### [Exercise data]
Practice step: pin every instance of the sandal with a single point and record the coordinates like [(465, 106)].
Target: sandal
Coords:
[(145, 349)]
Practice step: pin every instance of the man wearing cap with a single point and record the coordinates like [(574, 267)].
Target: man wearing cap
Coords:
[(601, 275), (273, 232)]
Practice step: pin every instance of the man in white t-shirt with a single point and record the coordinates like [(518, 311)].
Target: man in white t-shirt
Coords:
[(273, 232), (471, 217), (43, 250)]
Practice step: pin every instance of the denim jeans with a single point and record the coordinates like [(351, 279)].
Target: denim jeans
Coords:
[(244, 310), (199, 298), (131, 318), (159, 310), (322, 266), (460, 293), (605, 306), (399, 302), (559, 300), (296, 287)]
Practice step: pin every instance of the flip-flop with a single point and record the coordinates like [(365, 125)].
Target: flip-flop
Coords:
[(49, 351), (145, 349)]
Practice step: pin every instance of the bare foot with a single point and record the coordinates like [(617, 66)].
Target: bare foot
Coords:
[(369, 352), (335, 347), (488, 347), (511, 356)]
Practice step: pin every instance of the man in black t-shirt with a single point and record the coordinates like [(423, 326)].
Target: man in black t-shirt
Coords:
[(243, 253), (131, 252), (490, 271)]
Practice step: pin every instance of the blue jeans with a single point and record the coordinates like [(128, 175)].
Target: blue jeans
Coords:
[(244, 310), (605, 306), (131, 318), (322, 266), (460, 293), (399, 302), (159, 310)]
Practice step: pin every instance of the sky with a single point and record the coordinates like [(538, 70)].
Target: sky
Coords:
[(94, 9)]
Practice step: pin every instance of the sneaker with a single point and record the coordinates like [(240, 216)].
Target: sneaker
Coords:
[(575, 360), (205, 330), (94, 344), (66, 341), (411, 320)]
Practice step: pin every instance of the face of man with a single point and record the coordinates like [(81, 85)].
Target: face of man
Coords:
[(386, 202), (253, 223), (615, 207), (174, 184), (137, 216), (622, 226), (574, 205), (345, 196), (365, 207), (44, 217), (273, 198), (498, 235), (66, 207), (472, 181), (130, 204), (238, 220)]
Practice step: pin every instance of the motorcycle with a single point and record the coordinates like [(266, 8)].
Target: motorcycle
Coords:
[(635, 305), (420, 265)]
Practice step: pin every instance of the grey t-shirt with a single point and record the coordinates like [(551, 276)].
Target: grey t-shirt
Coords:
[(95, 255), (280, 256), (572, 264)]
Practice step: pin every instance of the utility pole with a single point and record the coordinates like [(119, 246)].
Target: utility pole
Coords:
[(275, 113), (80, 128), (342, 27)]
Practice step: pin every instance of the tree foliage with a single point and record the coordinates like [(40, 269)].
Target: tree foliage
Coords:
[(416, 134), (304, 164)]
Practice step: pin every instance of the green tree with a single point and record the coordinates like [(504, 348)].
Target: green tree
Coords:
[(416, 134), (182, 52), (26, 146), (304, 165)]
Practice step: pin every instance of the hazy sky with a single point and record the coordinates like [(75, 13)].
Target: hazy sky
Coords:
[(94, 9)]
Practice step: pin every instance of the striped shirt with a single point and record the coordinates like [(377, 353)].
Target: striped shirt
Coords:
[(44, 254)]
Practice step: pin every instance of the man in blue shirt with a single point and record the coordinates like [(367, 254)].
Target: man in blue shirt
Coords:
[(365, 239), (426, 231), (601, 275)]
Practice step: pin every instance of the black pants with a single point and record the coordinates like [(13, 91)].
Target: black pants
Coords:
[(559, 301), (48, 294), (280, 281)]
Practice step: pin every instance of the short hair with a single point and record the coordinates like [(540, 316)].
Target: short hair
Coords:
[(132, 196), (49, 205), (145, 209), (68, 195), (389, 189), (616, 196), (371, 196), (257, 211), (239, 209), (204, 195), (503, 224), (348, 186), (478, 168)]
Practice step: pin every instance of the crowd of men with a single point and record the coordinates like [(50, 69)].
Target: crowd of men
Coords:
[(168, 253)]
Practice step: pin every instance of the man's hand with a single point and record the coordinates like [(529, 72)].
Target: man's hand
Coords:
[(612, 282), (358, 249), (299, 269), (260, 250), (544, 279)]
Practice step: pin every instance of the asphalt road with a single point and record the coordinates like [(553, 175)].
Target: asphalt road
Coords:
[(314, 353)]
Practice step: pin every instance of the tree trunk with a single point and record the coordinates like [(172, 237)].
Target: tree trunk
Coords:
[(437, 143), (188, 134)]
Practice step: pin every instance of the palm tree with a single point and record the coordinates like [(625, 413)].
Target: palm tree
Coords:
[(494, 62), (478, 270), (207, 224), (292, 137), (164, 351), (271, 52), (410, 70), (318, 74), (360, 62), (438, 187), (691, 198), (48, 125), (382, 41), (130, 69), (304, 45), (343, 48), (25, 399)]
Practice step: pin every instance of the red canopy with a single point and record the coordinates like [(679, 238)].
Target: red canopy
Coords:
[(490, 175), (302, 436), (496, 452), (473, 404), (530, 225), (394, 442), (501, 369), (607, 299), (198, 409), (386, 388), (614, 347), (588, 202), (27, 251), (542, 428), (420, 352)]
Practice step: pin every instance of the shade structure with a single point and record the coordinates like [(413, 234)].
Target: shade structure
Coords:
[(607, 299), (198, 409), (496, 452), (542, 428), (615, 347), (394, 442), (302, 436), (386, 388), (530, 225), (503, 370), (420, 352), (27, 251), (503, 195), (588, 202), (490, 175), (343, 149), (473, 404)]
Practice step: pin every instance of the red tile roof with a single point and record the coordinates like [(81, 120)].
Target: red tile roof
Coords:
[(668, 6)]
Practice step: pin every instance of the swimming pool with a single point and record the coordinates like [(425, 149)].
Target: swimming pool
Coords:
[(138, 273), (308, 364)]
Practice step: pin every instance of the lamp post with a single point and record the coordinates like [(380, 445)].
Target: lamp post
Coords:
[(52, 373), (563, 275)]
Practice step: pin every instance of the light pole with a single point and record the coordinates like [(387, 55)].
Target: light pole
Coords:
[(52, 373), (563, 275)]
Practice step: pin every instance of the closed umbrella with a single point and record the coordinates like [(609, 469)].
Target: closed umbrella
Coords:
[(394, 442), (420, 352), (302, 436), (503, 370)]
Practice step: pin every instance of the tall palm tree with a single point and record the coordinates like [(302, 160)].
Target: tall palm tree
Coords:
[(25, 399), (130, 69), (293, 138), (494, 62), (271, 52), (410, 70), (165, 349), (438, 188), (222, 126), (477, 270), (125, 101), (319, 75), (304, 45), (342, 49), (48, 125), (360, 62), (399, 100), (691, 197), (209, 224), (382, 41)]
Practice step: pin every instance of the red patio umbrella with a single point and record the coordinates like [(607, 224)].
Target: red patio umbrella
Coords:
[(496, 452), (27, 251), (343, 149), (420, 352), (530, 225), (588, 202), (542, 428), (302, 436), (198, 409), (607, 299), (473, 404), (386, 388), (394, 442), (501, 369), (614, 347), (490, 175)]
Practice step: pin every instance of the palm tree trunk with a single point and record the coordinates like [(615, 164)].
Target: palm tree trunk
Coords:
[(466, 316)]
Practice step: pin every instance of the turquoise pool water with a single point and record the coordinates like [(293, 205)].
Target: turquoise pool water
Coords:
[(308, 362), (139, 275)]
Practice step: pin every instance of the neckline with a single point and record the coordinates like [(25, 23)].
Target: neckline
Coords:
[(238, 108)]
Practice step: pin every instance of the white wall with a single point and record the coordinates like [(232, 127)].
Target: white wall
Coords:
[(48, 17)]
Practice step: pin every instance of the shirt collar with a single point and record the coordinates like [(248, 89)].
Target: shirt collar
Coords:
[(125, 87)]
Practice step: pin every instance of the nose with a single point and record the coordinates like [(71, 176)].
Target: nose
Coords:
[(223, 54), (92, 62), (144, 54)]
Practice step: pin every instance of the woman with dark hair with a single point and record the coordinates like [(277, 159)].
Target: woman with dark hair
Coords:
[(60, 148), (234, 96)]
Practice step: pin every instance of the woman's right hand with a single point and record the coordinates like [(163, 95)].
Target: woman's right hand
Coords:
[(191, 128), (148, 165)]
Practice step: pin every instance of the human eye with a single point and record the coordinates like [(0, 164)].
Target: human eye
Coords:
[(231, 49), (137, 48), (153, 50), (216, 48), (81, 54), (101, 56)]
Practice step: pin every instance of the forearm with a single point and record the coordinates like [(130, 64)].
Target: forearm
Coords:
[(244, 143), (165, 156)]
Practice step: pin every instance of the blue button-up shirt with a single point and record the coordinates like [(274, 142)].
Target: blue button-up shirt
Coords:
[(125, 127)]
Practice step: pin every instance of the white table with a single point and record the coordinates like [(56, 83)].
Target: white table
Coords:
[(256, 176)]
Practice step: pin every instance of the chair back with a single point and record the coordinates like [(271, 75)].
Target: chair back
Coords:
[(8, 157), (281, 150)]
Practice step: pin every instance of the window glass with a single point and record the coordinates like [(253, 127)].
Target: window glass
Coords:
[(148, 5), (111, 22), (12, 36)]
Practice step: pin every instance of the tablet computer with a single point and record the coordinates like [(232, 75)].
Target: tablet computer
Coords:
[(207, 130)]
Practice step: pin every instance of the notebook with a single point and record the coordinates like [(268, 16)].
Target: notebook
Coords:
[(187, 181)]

### [Your assignment]
Give back the listing exactly, please, from its first line to the line containing "Target: face of man", inclusive, and nothing past that line.

### [Your solution]
Practice step: pin every instance of the sandal with a single point and record the coordinates like [(465, 106)].
Target: sandal
Coords:
[(145, 349)]
Practice step: pin every instance of the man wearing cap with a single point and record the coordinates like [(574, 267)].
Target: man wearing cap
Coords:
[(601, 275), (273, 232)]
Practice step: pin every instance of the man in white t-shirt with a single point and record the coordinates like [(518, 311)].
Target: man in white t-shirt
Coords:
[(273, 232), (471, 217), (43, 250)]
Practice step: pin every instance of the denim jeans with a single point and record the coordinates like [(351, 279)].
Target: denim jeans
Coords:
[(244, 310), (199, 298), (131, 318), (159, 310), (322, 266), (460, 293), (605, 306), (399, 302), (559, 300), (296, 287)]
Practice step: pin every instance of the flip-flop with a single point and record the coordinates like [(365, 125)].
Target: flip-flop
Coords:
[(49, 351), (145, 349)]
Practice step: pin every instance of the bare foot with a single point and record the coordinates like [(617, 66)].
Target: bare foot
Coords:
[(369, 352), (335, 347), (488, 347), (511, 356)]
Practice step: pin every instance of the man in black t-shirt with a single point and record the coordinates like [(423, 326)].
Target: man in black t-shirt
Coords:
[(243, 253), (131, 252), (490, 271)]
Practice step: pin every instance of the blue jeans with a single point and record the coordinates like [(128, 175)].
Target: blue jeans
Coords:
[(244, 310), (605, 306), (131, 318), (322, 266), (460, 293), (399, 302), (159, 310)]
Practice step: pin every instance of the sky with a single point and record the coordinates like [(538, 70)].
Target: sky
Coords:
[(94, 9)]
Practice step: pin every instance of the sneaker with a single point and record the coordinates like [(240, 216)].
Target: sneaker
Coords:
[(575, 360), (205, 330), (94, 344), (66, 341), (411, 320)]
Practice step: pin every instance of the face of man with a single point and record the coordinates like [(81, 85)].
Target: face of man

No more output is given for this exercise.